> **What you will do**
What follows is a set of records. Copy them exactly and leave out the images.

Saved entries
• • • • • • •

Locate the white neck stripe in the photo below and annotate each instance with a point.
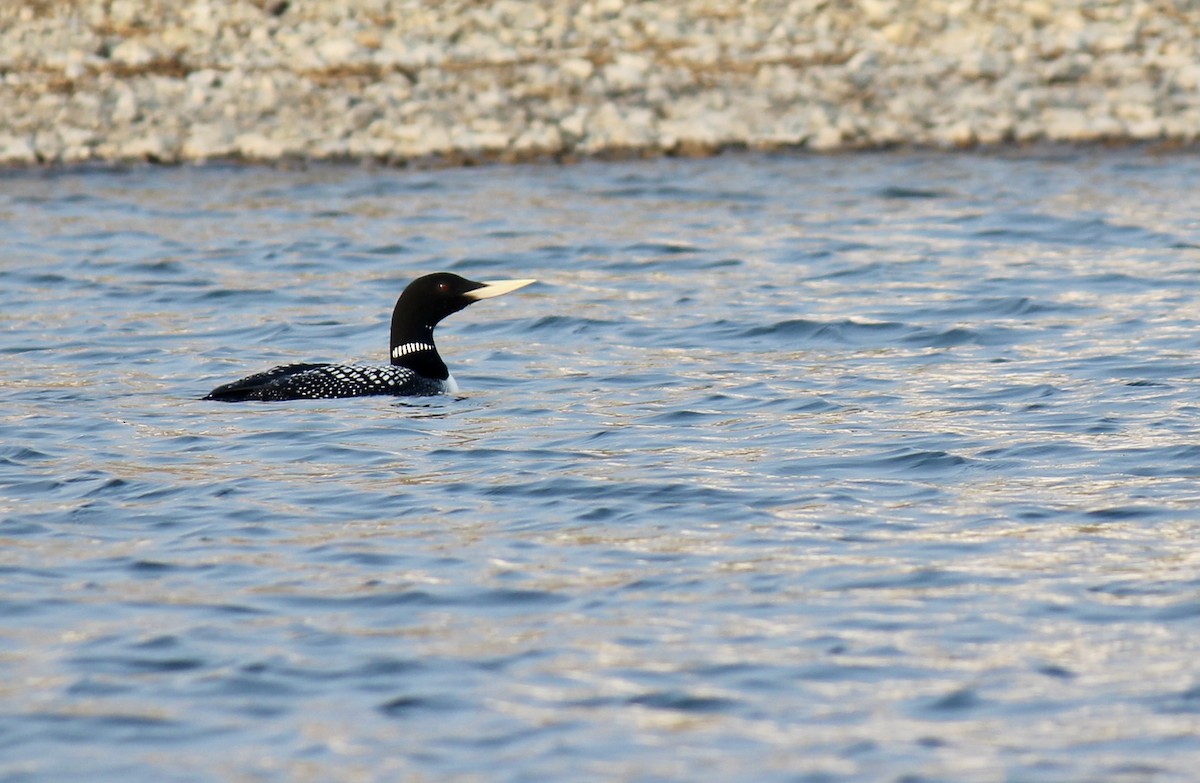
(411, 347)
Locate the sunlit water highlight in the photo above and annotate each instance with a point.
(790, 468)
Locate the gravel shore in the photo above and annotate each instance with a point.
(396, 81)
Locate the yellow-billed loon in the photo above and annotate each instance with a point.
(415, 368)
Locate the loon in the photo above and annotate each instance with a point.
(415, 368)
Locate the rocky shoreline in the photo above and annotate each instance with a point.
(399, 81)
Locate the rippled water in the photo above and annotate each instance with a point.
(876, 467)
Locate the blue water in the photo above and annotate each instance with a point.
(871, 467)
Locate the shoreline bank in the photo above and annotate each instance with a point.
(115, 81)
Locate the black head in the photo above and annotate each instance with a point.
(424, 303)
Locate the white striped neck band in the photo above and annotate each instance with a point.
(411, 347)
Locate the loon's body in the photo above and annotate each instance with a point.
(415, 366)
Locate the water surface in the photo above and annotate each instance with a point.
(877, 467)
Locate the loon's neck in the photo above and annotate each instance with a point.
(421, 357)
(412, 345)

• • • • • • •

> **Task output**
Locate the white neck stripe in the photo below and annotate each instance with a point.
(411, 347)
Locate the sunlit water highlight in the photo above and annotate each instance with a point.
(790, 468)
Locate the gravel shore in the photo above and annotate each instance with a point.
(396, 81)
Locate the yellow-billed loon in the photo above and annotate each instance with a point.
(415, 368)
Locate the loon in the photo above and annotate each instance with a point.
(415, 368)
Locate the rocky shoreline in the photo above and annotate each instance with a point.
(399, 81)
Locate the rippled water in the photo above and annotate each instance with a point.
(876, 467)
Locate the blue water in the photo above and annotate each instance with a point.
(871, 467)
Locate the shoreline bank in the photo above and annotate each instance with a point.
(115, 81)
Locate the black head in the photo above and annotate each instance with a point.
(424, 303)
Locate the white striped neck band in the photo above and annotate each instance with a point.
(411, 347)
Locate the loon's body in the photo above and annotate each instance with a point.
(415, 366)
Locate the water surface in the photo above and annotate each instance with a point.
(877, 467)
Locate the loon's neck in the photo above and annotate each instance with a point.
(421, 357)
(412, 345)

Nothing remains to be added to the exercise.